• [Document excerpt]
.....
Climate change research took a back seat to rescue work caused by climate change this past weekend.
The Canadian Coast Guard Ship Amundsen, an icebreaker, had recently embarked on a 133-day expedition across the Arctic.
The voyage was the beginning of a four-year project based at the University of Manitoba studying both the effect of climate change and public health in remote northern communities.
The ship left port in Quebec City on May 25th, but was detoured when dangerous ice, over 8 metres thick, was clogging the water off the west coast of Newfoundland
“The search and rescue calls were coming in quite fast and furious.”
The Amundsen had to change course to help fishing boats and ferries navigate the Strait of Belle Isle.
This is unlike anything ever witnessed before in the region, according to the Canadian Coast Guard,
“It was just extreme ice conditions that required everything that we’ve got in order to make sure we were able to provide the services,” Julie Gascon, the coast guard’s assistant commissioner for the central and Arctic region, told CBC News.
.....
• [Work to do]
[1] According to the article on the Amundsen icebreaker's detour, how many days was the Arctic expedition planned to last?
[2] List every geographic place named in the article on the Amundsen icebreaker's detour.
[3] Extend the article on the Amundsen icebreaker's detour, picking up right after its final sentence.

• [Data excerpt]
.....
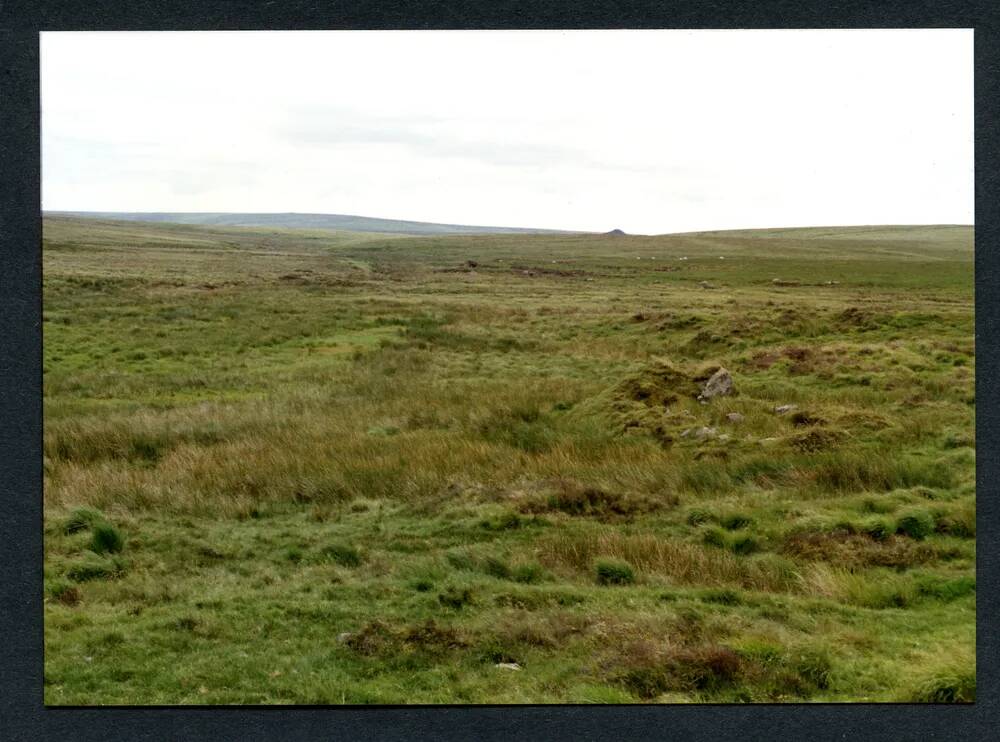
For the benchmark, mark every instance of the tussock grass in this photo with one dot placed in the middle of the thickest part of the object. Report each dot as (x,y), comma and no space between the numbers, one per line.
(363,461)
.....
• [Written answers]
[1] 133 days.

[2]
- the Arctic
- Quebec City
- Newfoundland
- the Strait of Belle Isle

[3]
David Barber, a climate change scientist at the University of Manitoba, is the leader of the Amundsen expedition.
He said the ice had travelled down to the area from the High Arctic, trapping boats and in some cases causing them to take on water.
“The requirements for search and rescue trumped the requirements for science,” Barber told CBC. “The search and rescue calls were coming in quite fast and furious.”
“It was an extremely difficult decision to make but I believe it was the right one to make,” he said.
Barber intends to resume the Quebec City to Churchill, Manitoba research expedition next year, but another team of scientists will board the Amundsen for the second leg of the expedition, from Churchill to Iqaluit, on July 6, 2017
(With files from CBC).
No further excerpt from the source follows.